═══ Information provided ═══
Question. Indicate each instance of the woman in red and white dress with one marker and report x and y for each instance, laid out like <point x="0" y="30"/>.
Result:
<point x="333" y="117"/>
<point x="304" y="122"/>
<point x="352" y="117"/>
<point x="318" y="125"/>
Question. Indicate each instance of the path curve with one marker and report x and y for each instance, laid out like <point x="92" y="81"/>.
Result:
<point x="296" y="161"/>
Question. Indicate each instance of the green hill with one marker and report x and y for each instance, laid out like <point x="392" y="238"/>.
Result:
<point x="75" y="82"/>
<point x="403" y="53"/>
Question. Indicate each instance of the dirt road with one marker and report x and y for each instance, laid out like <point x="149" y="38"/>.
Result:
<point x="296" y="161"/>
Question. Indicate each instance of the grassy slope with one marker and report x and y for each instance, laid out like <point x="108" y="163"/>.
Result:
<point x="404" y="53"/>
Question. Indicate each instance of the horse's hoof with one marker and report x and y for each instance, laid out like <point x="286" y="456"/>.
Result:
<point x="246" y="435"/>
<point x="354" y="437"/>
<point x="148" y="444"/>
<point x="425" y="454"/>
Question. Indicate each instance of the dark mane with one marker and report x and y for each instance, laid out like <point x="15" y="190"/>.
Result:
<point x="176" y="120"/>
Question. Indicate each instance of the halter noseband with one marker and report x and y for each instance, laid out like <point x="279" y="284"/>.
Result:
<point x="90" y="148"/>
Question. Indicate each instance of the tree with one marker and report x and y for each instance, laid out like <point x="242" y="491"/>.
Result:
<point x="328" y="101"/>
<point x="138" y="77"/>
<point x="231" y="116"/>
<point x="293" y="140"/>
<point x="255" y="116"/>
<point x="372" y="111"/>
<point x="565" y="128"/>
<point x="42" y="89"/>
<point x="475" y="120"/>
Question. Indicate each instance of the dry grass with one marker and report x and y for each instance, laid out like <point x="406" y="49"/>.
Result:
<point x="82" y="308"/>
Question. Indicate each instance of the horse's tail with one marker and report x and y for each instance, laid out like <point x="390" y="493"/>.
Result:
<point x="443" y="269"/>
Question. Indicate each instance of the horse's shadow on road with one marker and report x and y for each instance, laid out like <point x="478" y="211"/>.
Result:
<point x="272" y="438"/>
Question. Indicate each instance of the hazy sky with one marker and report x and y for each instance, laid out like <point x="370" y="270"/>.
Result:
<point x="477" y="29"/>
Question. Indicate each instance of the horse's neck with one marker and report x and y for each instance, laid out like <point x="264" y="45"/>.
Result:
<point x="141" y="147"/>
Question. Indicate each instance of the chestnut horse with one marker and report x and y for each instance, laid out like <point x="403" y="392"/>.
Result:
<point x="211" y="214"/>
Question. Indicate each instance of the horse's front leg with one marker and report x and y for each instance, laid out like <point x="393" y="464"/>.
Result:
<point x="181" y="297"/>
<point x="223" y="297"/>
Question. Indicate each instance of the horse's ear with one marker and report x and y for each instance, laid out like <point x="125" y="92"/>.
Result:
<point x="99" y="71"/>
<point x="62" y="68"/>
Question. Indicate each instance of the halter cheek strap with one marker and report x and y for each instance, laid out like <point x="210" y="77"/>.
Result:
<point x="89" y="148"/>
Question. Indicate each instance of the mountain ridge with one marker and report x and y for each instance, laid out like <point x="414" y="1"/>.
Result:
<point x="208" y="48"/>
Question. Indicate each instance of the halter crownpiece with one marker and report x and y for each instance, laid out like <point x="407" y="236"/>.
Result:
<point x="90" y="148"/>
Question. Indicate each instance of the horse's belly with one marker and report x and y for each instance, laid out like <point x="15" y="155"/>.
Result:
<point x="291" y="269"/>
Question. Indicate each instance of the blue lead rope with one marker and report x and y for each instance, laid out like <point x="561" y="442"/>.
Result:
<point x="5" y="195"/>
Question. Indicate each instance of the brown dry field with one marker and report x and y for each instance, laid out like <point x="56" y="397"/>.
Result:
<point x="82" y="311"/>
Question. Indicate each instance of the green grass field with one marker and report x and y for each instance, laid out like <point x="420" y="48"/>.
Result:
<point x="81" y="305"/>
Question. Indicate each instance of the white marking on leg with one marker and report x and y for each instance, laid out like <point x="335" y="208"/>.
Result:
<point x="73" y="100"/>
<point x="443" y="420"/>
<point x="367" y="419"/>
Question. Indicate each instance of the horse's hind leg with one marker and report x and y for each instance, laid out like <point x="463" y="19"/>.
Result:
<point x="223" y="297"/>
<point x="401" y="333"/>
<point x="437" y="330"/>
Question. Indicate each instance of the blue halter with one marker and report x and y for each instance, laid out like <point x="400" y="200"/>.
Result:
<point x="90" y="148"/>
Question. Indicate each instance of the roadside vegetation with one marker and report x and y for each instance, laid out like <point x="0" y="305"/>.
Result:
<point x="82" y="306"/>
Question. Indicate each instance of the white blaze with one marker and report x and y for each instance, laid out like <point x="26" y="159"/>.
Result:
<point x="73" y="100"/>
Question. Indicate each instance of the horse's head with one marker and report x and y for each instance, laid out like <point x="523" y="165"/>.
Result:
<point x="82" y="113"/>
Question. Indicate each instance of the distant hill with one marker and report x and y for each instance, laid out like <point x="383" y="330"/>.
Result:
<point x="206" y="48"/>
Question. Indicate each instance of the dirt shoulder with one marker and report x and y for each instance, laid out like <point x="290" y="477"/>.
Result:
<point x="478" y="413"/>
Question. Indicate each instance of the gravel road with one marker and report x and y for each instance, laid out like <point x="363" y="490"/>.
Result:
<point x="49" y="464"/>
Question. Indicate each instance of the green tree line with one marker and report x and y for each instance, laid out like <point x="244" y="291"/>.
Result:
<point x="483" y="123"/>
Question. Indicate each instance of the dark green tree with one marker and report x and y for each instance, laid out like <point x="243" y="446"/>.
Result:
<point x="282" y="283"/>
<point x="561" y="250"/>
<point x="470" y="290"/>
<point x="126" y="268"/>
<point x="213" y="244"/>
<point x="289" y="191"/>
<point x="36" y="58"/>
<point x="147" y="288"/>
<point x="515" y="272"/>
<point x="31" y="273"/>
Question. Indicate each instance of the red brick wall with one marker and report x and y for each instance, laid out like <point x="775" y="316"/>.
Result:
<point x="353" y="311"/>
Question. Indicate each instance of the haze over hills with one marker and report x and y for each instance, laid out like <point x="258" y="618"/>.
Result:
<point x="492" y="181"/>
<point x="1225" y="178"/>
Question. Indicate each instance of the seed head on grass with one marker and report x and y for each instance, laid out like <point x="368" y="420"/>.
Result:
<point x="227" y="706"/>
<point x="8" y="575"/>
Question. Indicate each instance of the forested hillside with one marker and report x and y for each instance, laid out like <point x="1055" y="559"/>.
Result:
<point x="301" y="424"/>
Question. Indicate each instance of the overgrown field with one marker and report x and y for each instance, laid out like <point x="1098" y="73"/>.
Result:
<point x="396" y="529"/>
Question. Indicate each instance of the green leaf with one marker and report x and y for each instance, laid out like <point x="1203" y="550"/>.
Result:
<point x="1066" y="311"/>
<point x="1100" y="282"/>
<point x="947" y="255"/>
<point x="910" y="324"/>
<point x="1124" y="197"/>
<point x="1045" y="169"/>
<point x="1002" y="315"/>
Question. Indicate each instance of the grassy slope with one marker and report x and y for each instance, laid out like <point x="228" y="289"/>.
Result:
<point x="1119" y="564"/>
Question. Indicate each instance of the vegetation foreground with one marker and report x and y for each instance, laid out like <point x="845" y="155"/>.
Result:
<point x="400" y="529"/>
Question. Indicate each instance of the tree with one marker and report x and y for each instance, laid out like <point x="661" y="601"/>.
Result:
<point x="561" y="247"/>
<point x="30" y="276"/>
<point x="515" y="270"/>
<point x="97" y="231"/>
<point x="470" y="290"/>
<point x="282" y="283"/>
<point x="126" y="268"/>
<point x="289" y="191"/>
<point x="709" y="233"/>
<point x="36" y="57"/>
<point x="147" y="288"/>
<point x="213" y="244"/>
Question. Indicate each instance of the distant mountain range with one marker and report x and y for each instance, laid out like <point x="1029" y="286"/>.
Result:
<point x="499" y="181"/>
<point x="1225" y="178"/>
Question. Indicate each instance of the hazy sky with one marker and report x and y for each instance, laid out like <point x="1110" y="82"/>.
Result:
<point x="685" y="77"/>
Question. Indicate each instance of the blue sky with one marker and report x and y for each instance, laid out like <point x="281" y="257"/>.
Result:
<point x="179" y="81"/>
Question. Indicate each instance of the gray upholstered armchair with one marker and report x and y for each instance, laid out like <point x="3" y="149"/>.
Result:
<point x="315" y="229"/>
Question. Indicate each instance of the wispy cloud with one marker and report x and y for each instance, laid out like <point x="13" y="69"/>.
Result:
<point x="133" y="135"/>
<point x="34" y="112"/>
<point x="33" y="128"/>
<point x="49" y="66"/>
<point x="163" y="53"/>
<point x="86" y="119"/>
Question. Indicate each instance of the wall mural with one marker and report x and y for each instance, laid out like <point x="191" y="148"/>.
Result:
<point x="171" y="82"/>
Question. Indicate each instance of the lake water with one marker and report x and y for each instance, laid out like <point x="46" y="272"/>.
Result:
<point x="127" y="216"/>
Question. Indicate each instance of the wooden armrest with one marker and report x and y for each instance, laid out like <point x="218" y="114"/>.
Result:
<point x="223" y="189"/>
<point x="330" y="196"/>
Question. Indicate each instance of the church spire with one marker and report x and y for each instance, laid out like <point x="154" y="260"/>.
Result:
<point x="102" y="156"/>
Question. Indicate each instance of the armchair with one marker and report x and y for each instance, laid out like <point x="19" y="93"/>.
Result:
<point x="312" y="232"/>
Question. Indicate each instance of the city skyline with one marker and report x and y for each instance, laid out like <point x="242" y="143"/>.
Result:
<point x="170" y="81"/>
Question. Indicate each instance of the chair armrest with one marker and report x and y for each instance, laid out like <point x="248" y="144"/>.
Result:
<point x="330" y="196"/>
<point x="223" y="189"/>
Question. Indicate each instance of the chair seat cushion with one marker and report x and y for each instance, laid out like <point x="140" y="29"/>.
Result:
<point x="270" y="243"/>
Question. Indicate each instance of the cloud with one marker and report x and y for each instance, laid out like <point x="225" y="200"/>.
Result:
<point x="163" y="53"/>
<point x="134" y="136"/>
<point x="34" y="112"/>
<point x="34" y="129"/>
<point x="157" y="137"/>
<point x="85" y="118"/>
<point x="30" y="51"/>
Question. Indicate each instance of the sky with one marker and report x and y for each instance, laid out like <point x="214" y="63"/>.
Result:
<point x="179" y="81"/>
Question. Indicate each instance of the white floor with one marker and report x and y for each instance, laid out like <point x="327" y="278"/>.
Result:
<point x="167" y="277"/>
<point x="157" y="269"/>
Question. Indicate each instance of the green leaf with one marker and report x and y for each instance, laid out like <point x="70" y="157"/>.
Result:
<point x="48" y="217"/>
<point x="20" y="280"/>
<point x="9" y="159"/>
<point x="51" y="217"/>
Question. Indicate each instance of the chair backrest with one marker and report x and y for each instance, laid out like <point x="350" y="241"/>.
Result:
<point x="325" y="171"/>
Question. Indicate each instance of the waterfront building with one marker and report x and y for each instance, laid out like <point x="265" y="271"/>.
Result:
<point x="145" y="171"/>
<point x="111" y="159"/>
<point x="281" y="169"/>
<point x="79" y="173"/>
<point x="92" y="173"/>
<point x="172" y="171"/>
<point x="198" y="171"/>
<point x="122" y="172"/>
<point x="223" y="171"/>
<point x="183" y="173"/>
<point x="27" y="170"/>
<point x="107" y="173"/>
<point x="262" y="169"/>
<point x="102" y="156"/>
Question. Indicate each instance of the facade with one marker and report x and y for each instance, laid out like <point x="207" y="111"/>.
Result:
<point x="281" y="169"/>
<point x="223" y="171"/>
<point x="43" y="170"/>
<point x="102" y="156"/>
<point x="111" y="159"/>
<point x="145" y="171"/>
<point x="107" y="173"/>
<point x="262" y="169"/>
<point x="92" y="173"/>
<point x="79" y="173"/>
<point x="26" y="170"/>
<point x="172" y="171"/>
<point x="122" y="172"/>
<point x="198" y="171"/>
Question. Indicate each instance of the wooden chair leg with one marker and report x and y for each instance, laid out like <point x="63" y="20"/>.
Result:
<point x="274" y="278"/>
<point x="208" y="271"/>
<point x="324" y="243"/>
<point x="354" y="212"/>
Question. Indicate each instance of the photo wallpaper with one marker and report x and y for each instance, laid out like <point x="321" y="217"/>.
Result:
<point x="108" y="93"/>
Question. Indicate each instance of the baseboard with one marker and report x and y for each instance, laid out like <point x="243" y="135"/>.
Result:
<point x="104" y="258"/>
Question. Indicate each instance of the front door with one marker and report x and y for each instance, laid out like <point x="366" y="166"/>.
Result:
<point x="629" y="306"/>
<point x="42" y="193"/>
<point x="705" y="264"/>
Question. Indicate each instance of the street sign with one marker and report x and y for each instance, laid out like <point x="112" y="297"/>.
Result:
═══
What this task involves: Set down only these lines, exactly: the line containing "Question. Indicate each instance of the photo" and each line after it, through the end of the listing.

Problem solution:
Question. Indicate each instance of the photo wallpaper with one marker and report x and y for each instance, laid out like <point x="321" y="217"/>.
Result:
<point x="108" y="93"/>
Question. Indicate each instance of the baseboard with one marker and report x and y for each instance, laid out like <point x="243" y="135"/>.
Result:
<point x="104" y="258"/>
Question. Indicate each instance of the front door with one marker and report x and y for each instance, laid out like <point x="366" y="166"/>.
Result:
<point x="629" y="306"/>
<point x="42" y="193"/>
<point x="705" y="264"/>
Question. Indicate each instance of the street sign with one marker and report x and y for each instance, laid out like <point x="112" y="297"/>.
Result:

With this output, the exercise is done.